— START EXTRACTED MATERIAL —

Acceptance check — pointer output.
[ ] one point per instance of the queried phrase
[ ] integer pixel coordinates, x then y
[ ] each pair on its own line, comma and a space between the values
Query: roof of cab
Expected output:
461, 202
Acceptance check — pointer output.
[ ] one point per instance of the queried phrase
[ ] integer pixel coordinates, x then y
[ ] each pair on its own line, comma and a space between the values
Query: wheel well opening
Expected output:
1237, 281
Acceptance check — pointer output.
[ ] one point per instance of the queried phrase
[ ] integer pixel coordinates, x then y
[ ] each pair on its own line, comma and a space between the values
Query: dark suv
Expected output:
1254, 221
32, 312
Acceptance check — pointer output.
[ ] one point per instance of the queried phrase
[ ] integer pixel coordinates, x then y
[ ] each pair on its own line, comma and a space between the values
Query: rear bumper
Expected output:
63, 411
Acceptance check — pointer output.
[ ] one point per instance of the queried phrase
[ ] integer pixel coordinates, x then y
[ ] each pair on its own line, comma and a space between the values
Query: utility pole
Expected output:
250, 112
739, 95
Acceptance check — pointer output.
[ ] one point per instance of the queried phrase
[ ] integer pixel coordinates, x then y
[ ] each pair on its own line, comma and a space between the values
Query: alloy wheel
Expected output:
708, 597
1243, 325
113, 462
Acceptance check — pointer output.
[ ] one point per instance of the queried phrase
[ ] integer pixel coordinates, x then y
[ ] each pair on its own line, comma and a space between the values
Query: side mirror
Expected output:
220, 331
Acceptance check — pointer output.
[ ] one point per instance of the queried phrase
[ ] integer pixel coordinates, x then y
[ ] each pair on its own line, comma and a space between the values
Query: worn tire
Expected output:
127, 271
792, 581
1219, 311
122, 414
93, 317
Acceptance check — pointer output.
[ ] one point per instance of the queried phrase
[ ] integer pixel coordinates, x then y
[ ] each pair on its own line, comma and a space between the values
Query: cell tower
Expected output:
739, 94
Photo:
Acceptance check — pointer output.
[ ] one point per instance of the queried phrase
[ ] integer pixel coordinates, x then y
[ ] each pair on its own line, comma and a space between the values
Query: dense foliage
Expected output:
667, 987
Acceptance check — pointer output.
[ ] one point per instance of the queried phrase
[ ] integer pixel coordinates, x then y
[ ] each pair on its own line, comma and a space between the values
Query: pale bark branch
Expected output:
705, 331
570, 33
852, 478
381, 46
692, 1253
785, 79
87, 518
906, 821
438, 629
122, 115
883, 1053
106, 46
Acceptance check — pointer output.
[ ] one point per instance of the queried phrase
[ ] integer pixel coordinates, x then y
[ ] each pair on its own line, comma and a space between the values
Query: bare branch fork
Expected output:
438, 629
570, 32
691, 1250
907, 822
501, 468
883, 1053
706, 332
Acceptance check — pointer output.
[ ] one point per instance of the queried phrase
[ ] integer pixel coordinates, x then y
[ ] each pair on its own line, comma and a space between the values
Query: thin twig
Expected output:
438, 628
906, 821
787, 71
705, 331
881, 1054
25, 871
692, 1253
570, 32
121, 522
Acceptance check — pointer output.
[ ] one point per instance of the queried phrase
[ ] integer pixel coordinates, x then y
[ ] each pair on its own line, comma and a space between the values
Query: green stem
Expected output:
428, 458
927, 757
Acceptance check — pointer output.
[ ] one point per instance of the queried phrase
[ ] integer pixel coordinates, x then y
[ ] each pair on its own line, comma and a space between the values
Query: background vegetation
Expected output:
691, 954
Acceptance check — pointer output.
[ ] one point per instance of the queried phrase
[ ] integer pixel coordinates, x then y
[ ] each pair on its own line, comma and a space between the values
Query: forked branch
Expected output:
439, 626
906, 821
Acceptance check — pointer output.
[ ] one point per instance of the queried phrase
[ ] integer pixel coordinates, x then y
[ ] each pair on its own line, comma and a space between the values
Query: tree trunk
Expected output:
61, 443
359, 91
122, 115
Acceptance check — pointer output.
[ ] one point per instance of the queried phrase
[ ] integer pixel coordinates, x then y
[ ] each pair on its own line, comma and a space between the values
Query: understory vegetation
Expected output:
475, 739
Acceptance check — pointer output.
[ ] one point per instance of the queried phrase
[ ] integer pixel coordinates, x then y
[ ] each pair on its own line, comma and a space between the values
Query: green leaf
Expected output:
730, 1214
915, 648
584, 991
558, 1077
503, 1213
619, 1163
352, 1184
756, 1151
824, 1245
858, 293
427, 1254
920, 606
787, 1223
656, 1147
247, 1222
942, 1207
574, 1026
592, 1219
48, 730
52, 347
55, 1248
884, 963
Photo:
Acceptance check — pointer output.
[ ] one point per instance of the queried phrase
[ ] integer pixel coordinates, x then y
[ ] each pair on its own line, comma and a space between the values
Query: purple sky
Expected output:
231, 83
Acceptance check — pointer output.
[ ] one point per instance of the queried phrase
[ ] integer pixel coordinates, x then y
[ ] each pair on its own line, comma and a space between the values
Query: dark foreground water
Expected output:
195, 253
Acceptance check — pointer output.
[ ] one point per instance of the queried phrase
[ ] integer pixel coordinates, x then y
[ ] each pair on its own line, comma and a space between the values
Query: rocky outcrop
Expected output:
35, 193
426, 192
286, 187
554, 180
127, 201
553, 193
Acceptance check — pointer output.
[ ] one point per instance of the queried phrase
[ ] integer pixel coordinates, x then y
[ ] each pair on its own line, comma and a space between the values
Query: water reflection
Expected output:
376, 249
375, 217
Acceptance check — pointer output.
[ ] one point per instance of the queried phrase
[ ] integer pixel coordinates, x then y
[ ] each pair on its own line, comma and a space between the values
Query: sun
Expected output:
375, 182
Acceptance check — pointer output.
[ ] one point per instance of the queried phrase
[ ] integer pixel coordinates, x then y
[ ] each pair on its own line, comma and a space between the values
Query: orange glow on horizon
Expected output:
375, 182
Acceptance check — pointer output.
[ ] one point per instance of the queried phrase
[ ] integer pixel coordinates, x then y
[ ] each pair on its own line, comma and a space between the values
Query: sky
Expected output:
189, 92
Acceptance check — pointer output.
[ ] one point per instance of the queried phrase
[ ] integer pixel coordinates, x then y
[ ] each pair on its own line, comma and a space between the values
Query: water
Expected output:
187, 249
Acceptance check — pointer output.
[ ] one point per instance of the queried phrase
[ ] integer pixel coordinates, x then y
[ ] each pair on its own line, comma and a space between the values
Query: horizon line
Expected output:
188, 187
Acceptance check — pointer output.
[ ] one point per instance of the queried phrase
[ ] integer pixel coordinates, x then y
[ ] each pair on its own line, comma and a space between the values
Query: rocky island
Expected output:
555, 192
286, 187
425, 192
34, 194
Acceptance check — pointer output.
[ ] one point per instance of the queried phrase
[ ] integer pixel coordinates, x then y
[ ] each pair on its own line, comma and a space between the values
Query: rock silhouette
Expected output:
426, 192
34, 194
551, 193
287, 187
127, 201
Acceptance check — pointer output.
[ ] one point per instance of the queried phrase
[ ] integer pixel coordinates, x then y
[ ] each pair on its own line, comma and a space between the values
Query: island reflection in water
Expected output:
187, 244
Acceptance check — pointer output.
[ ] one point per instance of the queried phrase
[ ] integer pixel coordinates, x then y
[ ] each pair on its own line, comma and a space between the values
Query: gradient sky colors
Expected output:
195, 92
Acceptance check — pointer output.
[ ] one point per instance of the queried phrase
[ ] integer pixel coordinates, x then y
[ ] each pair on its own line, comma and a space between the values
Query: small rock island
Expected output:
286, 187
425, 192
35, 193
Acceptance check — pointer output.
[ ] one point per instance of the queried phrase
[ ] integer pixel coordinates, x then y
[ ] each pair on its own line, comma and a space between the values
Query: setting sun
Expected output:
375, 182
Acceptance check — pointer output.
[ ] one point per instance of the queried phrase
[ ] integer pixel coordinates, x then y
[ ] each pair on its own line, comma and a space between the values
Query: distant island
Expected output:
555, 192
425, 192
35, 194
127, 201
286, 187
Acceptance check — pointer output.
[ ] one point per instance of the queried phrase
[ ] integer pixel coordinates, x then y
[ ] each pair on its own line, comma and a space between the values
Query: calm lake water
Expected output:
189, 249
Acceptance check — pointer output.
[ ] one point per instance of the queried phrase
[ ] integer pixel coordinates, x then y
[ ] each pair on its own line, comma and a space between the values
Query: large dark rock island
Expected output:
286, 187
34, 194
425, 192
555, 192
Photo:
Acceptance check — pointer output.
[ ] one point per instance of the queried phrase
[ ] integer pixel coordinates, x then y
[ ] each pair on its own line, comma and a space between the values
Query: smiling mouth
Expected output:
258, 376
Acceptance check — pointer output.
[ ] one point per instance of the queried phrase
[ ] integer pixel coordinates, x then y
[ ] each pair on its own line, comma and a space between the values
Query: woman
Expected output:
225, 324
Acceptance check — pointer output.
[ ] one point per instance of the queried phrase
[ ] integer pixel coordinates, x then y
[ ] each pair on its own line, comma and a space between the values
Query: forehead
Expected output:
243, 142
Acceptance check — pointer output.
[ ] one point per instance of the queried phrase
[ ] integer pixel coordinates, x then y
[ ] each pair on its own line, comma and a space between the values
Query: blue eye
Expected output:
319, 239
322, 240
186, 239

— END EXTRACTED MATERIAL —

=== TASK REQUIREMENTS ===
Find every line in the rows above that contains the word "vegetation", and copy each one.

=== EXERCISE ANSWER ===
Query: background vegetation
Query: understory vegetation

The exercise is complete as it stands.